What the task requires: Which lines in the records below contain the string "blue", with case counting? Pick out each such line and copy it in full.

Dataset content:
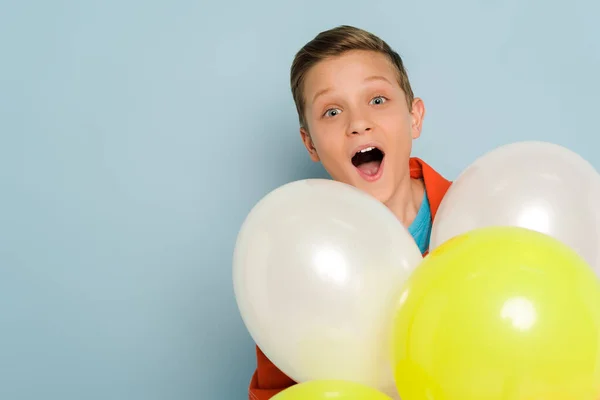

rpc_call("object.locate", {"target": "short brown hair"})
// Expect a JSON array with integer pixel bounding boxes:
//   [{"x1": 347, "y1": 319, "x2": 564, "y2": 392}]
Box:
[{"x1": 290, "y1": 25, "x2": 414, "y2": 128}]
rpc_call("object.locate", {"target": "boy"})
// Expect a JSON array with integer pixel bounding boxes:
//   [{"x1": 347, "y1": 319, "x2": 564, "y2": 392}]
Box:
[{"x1": 249, "y1": 26, "x2": 450, "y2": 400}]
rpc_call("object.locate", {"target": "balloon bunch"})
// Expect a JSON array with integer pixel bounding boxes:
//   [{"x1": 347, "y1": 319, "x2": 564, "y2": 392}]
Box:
[{"x1": 233, "y1": 142, "x2": 600, "y2": 400}]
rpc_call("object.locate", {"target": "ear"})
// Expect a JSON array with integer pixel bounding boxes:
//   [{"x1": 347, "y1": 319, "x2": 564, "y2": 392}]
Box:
[
  {"x1": 300, "y1": 128, "x2": 320, "y2": 162},
  {"x1": 410, "y1": 97, "x2": 425, "y2": 139}
]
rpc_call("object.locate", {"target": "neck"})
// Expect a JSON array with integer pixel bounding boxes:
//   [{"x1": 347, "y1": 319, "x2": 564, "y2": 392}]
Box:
[{"x1": 385, "y1": 174, "x2": 425, "y2": 228}]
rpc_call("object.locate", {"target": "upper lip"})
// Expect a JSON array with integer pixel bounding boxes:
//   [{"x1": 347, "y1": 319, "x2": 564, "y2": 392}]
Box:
[{"x1": 350, "y1": 142, "x2": 385, "y2": 158}]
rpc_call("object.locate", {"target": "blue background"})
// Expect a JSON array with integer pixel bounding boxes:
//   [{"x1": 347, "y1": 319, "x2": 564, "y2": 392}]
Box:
[{"x1": 0, "y1": 0, "x2": 600, "y2": 400}]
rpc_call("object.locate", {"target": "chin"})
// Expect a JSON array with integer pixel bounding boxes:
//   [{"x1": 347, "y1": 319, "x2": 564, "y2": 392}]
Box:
[{"x1": 353, "y1": 183, "x2": 391, "y2": 204}]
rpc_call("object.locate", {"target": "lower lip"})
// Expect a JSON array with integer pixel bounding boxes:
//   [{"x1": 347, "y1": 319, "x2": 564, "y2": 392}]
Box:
[{"x1": 354, "y1": 156, "x2": 385, "y2": 182}]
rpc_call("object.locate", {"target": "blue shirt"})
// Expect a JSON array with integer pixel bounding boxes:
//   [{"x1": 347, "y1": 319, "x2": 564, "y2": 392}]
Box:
[{"x1": 408, "y1": 192, "x2": 432, "y2": 254}]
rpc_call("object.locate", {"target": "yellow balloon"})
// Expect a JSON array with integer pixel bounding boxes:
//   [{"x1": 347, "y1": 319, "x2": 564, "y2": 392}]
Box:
[
  {"x1": 392, "y1": 227, "x2": 600, "y2": 400},
  {"x1": 271, "y1": 380, "x2": 392, "y2": 400}
]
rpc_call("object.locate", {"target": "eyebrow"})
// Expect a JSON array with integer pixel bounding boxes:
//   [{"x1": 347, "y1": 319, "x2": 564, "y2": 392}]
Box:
[{"x1": 312, "y1": 75, "x2": 392, "y2": 103}]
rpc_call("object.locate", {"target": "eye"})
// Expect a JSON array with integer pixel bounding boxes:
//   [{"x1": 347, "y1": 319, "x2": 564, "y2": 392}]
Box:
[
  {"x1": 370, "y1": 96, "x2": 387, "y2": 106},
  {"x1": 323, "y1": 108, "x2": 342, "y2": 118}
]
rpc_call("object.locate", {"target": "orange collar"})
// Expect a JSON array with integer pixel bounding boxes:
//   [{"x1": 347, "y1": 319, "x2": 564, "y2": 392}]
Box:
[{"x1": 409, "y1": 157, "x2": 452, "y2": 219}]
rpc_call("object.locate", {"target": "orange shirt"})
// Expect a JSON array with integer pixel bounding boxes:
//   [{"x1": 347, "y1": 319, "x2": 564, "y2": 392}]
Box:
[{"x1": 248, "y1": 158, "x2": 451, "y2": 400}]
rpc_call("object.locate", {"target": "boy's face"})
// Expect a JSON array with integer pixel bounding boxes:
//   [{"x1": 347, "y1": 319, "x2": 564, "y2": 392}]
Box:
[{"x1": 300, "y1": 51, "x2": 425, "y2": 203}]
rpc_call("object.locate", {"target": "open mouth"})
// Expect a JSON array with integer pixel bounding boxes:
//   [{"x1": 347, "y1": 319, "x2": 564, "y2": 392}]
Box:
[{"x1": 352, "y1": 146, "x2": 385, "y2": 178}]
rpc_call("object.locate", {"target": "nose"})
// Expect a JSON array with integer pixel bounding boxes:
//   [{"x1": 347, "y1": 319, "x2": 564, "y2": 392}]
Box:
[{"x1": 348, "y1": 111, "x2": 373, "y2": 136}]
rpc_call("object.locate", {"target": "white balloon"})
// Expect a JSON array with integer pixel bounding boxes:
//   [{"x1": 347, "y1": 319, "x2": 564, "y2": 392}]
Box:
[
  {"x1": 233, "y1": 179, "x2": 422, "y2": 395},
  {"x1": 430, "y1": 141, "x2": 600, "y2": 273}
]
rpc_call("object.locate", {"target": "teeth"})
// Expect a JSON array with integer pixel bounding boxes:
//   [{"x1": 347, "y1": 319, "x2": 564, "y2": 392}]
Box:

Final answer:
rpc_call("object.locate", {"target": "blue background"})
rpc_call("object.locate", {"target": "blue shirt"})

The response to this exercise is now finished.